About this exercise
The expected response is the full set of records, unchanged.

[Saved entries]
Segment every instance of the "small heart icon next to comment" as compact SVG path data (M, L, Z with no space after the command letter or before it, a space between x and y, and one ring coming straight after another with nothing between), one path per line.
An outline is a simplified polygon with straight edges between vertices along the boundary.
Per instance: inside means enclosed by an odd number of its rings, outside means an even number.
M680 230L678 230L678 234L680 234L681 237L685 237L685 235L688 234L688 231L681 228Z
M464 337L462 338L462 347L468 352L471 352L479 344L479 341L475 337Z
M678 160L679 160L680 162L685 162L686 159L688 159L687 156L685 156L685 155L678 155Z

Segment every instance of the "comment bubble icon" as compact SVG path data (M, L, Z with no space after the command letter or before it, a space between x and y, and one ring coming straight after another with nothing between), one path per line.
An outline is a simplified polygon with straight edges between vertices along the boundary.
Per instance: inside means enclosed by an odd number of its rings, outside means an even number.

Answer space
Segment every instance of the "small heart icon next to comment" as compact SVG path data (M, L, Z with no space after the command letter or before it, a space between x and y, and one ring coming straight after another with nothing between), one path per line.
An outline is a simplified polygon with straight edges between vertices along the boundary.
Per instance: inside means enclosed by an odd number of its rings, outside means an even number.
M680 230L678 230L678 234L680 234L681 237L685 237L685 235L688 234L688 231L681 228Z
M464 337L462 338L462 347L468 352L471 352L479 344L479 341L475 337Z
M678 160L679 160L680 162L685 162L686 159L688 159L687 156L685 156L685 155L678 155Z

Segment every instance of the "comment bubble icon" as compact SVG path data (M, L, Z with no space after the command letter or before it, a space between x and y, and one ring coming straight after another with nothing between), one path per line.
An outline is a simplified polygon with straight edges between vertices along the boundary.
Per instance: inside means enclosed by an odd number of its rings, outside means an even number.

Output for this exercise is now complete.